…Wenn der Baufortschritt ins Stocken gerät
Was ist eine Behinderungsanzeige und für wen ist sie relevant?
Die Behinderungsanzeige im Bauwesen ist ein formelles Schreiben des Auftragnehmers an den Auftraggeber, in dem der Auftragnehmer die Behinderung seiner Arbeiten zur Erfüllung des Bauvorhabens erklärt.
Unter den Begriff „Behinderung“ fallen alle Umstände, die den vorgesehenen und erwünschten Bauablauf stören, unterbrechen oder hemmen. Die Behinderungsanzeige ist besonders relevant für den Auftragnehmer, da er sich mit dieser mögliche Ansprüche wie beispielweise eine Fristverlängerung oder eine Entschädigung sichern kann.
Die rechtliche Grundlage
Eine wichtige Voraussetzung für die Wirksamkeit der „Behinderungsanzeige“ ist, dass dem Bauvertrag die VOB/B (§ 6 Abs. 1 VOB/B) zugrunde liegt. Dies liegt daran, dass im allgemeinen BGB-Werkvertragsrecht (§ 631 ff. BGB) die Baubehinderungsanzeige so nicht klar definiert ist. Sollte die VOB/B nicht als Vertragsrundlage bestehen, so findet automatisch das Werkvertragsrecht des BGB Anwendung. In diesem Fall bestehen jedoch ähnliche Verpflichtungen für den Auftragnehmer, den Auftraggeber über Umstände der höheren Gewalt oder andere (unverschuldete) Verzögerungen im Bauablauf umgehend zu informieren. Nur bei Einhaltung dieser Verpflichtung kann er seine Ansprüche auf mögliche Entschädigung oder die Gewährung von Fristverlängerungen geltend machen.
Auch im BGB-Vertrag muss der Unternehmer also eine Behinderung anzeigen, nur wird diese Anzeige dann nicht als „Behinderungsanzeige“ im Sinne der VOB/B bezeichnet.
Wann genau benötigt man eine Behinderungsanzeige?
Sobald sich die Befürchtung des Auftragnehmers, die versprochene Bauleistung nicht mehr ordnungsgemäß aufgrund einer Behinderung zu erfüllen bestätigt, ist dieser gesetzlich dazu verpflichtet, den Auftraggeber über diese entstandene Umstände zu informieren. Allerdings fällt eine förmliche Behinderungsanzeige aus, wenn eine offenkundige Behinderung vorliegt.
„Offenkundig“ heißt, dass die Störung im Bauvorhaben derart offensichtlich ist, dass sie dem Auftraggeber realistisch gesehen in jedem Fall bekannt sein sollte. Essenziell zu beachten ist, dass der Auftragnehmer im Zweifelsfall die Beweislast dafür trägt, dass der Auftraggeber die hindernde Umstände und insbesondere die Folgen kannte bzw. erkennen hätte müssen.

EINTRÄGE
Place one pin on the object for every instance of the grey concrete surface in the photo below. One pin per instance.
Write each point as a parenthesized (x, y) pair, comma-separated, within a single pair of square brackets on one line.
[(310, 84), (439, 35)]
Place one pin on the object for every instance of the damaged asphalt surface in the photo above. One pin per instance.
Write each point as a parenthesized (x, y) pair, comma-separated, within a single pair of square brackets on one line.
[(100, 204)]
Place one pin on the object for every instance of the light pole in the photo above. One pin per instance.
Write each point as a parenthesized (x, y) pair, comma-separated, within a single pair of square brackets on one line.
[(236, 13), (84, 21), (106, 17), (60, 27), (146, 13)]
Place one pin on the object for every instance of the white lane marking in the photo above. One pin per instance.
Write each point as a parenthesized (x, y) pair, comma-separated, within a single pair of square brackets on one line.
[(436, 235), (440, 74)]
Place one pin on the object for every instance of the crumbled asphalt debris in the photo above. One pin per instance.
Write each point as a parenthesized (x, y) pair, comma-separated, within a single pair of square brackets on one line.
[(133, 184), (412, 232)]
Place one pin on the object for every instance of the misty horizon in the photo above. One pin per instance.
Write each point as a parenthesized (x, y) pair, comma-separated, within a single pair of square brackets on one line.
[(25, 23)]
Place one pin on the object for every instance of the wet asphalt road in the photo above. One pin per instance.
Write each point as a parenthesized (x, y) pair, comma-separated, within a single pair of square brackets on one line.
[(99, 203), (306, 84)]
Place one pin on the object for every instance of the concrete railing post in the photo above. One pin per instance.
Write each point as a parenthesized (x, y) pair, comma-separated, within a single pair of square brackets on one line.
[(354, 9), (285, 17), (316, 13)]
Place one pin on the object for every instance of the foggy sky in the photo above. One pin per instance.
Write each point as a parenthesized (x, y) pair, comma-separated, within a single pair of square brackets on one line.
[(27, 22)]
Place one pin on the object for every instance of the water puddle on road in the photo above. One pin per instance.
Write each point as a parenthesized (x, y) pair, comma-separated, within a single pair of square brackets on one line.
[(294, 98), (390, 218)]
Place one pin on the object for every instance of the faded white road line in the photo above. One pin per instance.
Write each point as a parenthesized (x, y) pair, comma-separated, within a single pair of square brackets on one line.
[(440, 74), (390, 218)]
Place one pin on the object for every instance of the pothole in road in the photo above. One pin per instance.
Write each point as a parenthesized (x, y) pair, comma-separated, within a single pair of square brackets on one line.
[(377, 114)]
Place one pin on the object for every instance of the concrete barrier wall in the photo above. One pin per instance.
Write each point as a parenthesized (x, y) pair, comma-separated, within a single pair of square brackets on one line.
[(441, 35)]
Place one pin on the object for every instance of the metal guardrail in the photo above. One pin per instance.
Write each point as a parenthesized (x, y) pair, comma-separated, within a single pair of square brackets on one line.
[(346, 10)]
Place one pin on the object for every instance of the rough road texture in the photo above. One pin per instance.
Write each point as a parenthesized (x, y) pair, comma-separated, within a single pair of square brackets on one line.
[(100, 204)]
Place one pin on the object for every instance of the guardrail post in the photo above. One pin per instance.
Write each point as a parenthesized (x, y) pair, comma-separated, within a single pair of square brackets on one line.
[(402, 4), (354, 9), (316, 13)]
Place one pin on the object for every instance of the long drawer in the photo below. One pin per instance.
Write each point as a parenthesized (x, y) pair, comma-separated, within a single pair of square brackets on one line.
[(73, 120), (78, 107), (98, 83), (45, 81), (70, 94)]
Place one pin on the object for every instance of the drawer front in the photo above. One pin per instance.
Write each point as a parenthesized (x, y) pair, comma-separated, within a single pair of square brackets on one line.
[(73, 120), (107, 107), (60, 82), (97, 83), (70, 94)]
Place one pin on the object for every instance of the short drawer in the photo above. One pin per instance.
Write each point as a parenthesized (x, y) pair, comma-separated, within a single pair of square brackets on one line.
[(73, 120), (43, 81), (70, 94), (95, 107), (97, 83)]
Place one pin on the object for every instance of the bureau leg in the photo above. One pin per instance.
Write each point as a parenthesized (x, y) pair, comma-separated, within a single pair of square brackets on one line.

AUFGABE
Gib aus dem Textauszug zur Behinderungsanzeige den Abschnitt von „Auch im BGB-Vertrag“ bis einschließlich „man eine Behinderungsanzeige?“ wortgetreu wieder.

LÖSUNG
Auch im BGB-Vertrag muss der Unternehmer also eine Behinderung anzeigen, nur wird diese Anzeige dann nicht als „Behinderungsanzeige“ im Sinne der VOB/B bezeichnet.
Wann genau benötigt man eine Behinderungsanzeige?